▸ **Task directions**
Show every line in the items below that contains the word "large", copied in full.

▸ **Data shown**
++++++++
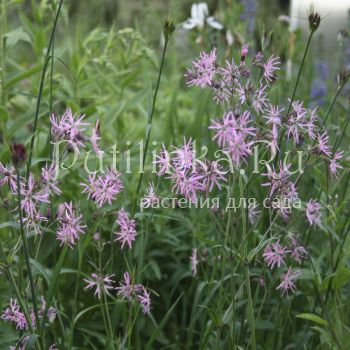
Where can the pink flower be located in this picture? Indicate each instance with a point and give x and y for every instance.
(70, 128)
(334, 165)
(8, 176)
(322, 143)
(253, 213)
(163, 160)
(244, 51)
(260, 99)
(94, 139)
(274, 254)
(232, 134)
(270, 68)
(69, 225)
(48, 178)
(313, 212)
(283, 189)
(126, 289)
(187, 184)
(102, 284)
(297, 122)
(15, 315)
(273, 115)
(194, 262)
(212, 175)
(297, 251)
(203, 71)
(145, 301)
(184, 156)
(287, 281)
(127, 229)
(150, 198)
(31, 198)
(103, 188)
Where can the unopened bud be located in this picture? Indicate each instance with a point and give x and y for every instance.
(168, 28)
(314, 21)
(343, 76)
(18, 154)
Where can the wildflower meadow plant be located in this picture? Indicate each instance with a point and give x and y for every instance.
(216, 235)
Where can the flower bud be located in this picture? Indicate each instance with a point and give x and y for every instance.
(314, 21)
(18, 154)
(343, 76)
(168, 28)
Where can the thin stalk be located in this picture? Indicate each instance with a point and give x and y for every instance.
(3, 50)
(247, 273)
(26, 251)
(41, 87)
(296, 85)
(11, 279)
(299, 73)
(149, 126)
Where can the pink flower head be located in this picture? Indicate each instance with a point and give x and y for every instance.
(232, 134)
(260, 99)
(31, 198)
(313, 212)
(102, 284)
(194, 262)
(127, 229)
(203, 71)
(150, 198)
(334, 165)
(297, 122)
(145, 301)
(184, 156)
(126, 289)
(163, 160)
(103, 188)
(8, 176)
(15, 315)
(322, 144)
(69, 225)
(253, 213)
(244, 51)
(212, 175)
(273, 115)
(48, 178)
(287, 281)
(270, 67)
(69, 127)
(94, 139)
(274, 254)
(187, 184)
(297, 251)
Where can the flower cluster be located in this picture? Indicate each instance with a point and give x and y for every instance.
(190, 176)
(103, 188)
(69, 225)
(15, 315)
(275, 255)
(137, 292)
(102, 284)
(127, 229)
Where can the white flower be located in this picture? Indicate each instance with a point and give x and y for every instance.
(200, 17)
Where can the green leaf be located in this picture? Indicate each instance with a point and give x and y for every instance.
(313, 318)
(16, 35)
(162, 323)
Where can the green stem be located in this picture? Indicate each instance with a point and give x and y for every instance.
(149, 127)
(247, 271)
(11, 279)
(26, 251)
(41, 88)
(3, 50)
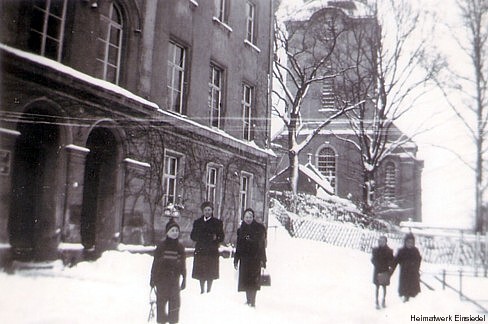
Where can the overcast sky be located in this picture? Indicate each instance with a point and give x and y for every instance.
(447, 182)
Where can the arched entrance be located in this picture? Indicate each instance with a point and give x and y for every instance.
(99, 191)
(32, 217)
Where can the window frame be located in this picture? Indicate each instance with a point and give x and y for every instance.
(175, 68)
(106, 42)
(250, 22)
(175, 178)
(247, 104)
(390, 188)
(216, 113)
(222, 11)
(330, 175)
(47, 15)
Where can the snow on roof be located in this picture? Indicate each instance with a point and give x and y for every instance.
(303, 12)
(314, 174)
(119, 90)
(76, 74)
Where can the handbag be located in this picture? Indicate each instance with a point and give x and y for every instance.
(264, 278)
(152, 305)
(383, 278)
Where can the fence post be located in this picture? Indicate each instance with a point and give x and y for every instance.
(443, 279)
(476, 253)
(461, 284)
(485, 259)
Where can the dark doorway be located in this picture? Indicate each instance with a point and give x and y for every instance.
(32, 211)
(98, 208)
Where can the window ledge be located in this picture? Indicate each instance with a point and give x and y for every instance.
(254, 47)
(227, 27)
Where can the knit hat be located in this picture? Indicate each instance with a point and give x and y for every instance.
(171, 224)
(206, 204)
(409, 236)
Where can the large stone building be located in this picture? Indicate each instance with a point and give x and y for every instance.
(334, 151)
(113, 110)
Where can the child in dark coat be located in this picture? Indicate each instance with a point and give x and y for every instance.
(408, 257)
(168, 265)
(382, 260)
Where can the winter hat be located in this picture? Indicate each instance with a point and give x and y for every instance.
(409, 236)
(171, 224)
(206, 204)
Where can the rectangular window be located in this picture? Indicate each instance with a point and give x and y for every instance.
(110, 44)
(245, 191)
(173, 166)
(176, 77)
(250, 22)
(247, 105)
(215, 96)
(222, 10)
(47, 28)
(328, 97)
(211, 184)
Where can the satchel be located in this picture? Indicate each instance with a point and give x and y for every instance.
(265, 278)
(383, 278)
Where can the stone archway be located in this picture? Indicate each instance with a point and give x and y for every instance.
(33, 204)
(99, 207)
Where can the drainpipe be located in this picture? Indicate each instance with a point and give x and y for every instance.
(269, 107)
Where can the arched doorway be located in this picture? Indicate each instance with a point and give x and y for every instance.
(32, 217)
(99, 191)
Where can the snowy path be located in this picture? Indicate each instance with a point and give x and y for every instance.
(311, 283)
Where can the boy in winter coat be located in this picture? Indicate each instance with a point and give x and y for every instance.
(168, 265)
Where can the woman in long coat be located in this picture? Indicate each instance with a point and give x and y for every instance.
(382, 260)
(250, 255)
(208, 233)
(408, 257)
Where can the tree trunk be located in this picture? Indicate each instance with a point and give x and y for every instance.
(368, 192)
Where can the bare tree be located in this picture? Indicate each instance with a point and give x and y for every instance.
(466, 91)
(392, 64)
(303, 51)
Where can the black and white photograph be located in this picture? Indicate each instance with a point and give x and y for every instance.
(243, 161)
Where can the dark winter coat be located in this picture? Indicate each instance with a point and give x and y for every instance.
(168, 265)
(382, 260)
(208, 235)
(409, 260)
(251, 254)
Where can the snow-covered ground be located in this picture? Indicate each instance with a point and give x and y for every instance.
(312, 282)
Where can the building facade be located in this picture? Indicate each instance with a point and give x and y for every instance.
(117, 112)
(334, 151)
++++++++
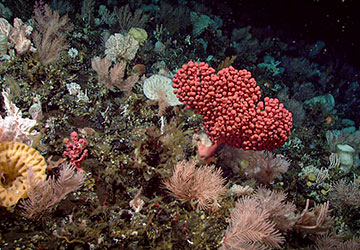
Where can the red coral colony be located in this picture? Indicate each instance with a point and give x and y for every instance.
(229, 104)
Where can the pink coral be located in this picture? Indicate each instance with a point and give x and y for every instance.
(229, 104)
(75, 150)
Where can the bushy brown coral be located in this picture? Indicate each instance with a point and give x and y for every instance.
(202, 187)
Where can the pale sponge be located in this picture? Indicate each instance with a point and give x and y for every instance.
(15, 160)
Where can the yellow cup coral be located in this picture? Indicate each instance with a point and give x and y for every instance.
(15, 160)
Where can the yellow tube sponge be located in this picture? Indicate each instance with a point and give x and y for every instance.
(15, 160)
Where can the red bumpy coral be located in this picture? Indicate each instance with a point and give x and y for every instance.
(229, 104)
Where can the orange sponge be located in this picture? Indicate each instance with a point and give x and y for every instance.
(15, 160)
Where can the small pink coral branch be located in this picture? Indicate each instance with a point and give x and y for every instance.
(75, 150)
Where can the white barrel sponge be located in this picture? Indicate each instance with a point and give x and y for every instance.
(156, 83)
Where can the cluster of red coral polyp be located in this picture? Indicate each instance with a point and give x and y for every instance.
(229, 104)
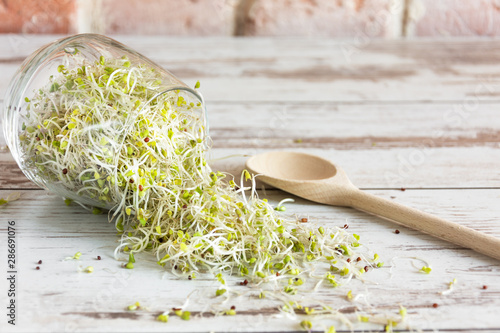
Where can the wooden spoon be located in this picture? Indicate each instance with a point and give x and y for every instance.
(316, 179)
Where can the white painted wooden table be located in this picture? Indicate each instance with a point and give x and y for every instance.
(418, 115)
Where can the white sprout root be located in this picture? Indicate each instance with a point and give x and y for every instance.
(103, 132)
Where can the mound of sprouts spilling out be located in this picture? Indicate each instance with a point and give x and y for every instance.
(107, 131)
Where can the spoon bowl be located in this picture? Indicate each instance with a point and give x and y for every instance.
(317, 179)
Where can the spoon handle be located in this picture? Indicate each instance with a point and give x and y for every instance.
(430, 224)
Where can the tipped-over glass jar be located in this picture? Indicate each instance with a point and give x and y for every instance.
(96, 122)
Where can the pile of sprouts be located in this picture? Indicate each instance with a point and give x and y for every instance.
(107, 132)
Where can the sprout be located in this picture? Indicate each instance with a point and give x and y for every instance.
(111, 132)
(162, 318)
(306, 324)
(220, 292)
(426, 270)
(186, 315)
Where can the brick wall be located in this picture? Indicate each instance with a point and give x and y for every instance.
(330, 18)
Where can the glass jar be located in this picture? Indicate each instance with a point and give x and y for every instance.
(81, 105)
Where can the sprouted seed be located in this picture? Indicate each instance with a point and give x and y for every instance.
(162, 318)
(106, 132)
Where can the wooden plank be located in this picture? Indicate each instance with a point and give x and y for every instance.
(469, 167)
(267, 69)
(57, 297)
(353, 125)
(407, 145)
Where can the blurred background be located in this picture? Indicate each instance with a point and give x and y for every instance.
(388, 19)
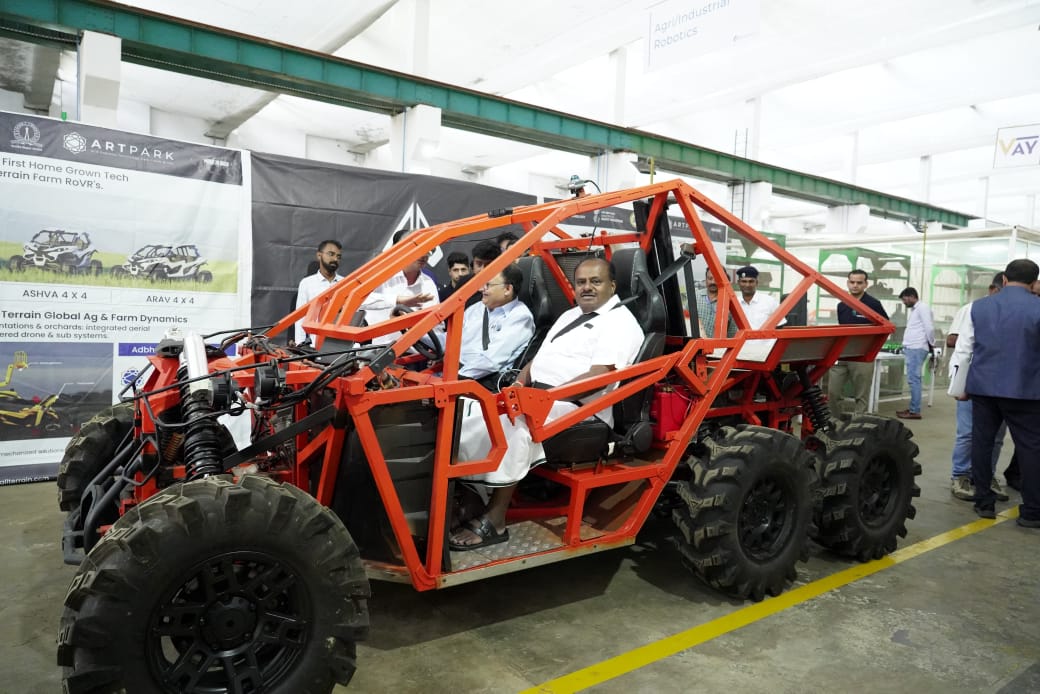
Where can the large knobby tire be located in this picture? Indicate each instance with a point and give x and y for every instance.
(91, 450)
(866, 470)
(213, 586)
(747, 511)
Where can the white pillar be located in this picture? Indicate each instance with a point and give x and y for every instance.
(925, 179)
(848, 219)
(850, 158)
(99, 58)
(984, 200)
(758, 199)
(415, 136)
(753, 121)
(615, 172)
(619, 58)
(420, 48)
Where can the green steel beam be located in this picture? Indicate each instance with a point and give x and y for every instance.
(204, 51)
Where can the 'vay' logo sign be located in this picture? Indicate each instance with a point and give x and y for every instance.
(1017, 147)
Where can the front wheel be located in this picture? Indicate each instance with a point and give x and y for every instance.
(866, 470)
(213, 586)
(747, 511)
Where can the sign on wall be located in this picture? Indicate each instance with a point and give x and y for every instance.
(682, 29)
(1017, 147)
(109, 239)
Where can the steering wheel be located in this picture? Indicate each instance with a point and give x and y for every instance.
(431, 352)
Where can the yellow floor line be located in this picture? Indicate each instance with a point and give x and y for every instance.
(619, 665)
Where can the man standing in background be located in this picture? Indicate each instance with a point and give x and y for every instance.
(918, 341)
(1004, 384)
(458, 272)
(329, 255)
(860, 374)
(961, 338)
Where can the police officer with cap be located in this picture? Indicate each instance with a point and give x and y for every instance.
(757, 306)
++++++++
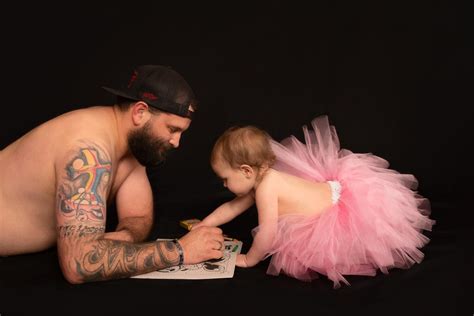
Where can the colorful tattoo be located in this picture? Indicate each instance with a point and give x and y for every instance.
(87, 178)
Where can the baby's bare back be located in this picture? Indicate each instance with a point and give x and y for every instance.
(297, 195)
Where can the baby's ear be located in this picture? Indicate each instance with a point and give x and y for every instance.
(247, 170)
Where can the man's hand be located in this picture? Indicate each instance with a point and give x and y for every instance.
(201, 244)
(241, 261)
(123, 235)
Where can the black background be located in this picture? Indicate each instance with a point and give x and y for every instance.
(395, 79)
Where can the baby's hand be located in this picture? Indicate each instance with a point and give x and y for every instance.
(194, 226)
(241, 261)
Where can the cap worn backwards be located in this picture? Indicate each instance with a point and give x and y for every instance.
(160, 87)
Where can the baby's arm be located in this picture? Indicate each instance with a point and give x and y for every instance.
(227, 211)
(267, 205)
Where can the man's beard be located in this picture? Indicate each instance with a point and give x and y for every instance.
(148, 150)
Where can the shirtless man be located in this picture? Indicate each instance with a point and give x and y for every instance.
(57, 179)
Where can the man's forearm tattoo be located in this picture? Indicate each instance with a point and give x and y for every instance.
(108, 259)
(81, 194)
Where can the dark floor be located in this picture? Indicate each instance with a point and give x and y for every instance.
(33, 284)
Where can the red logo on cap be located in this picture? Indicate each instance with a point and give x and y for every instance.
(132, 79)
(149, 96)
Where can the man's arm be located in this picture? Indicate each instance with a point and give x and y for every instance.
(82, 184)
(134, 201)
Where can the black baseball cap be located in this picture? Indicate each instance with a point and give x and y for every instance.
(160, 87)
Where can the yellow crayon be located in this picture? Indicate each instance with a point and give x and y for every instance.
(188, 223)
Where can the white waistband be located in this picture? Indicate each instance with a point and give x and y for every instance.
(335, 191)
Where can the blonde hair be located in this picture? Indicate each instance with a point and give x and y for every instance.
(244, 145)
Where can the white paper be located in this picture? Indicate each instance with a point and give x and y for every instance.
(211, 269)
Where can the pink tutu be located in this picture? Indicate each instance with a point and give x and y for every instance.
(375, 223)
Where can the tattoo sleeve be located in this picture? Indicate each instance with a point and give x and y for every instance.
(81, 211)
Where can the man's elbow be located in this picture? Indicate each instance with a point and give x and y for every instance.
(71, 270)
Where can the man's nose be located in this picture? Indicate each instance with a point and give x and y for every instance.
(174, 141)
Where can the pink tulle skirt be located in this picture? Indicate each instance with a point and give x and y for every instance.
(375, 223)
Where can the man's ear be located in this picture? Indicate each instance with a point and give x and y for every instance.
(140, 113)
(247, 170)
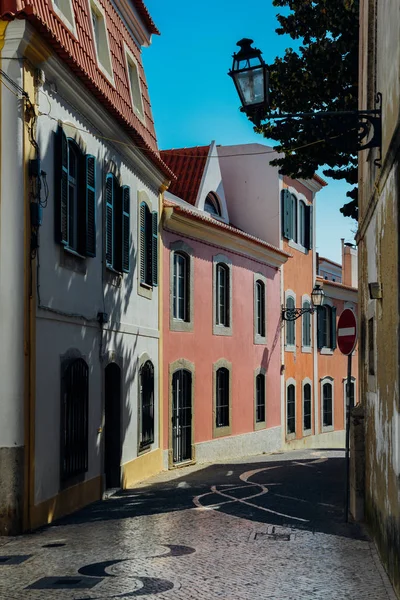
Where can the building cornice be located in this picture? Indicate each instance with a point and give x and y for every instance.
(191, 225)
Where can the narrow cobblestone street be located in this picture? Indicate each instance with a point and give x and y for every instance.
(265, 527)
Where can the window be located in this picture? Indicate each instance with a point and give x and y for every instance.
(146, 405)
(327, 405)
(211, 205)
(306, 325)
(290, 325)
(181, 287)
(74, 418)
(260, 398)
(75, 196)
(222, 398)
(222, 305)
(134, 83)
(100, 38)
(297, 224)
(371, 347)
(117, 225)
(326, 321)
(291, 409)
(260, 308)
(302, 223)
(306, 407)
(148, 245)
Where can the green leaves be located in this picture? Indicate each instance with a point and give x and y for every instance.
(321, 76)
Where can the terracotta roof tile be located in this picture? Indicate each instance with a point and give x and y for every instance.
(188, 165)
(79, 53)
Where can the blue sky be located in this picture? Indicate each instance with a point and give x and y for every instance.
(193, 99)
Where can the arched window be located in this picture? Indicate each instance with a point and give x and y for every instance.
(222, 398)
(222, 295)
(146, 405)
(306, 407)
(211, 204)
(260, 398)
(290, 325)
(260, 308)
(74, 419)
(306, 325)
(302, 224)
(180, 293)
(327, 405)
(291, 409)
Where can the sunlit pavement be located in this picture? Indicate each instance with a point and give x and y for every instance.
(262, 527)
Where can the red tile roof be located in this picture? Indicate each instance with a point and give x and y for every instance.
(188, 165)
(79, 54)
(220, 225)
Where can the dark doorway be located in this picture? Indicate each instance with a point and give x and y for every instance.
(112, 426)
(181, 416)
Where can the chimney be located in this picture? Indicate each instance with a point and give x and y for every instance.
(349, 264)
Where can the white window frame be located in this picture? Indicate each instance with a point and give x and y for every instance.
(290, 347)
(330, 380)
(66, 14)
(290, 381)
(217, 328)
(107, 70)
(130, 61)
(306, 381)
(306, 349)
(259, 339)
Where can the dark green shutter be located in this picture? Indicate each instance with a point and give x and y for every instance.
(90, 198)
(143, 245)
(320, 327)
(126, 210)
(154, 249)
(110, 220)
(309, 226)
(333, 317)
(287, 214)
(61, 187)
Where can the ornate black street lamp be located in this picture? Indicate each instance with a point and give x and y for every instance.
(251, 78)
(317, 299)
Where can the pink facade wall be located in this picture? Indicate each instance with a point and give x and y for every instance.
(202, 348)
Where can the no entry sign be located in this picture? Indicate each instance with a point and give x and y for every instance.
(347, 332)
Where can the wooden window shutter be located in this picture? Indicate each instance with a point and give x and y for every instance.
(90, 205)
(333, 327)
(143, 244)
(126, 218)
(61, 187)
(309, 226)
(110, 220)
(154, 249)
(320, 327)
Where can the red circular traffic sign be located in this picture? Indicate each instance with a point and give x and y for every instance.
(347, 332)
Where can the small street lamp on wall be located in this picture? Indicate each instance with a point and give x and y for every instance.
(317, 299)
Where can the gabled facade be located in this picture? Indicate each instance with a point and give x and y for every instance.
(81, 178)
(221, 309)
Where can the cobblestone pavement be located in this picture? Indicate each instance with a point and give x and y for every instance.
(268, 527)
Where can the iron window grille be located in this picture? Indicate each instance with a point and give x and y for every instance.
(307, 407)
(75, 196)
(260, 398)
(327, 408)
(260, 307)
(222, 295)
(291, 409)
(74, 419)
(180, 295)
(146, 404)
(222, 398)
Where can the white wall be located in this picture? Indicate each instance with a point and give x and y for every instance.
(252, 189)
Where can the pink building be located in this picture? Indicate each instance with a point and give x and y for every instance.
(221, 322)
++++++++
▸ **Output of the task**
Where can the large stone building be located in this picture? Indicate each instance with a point and give x and y for every instance.
Where can the large knobby tire be located in this picture? Indicate each instance with a point and give x and y for every instance.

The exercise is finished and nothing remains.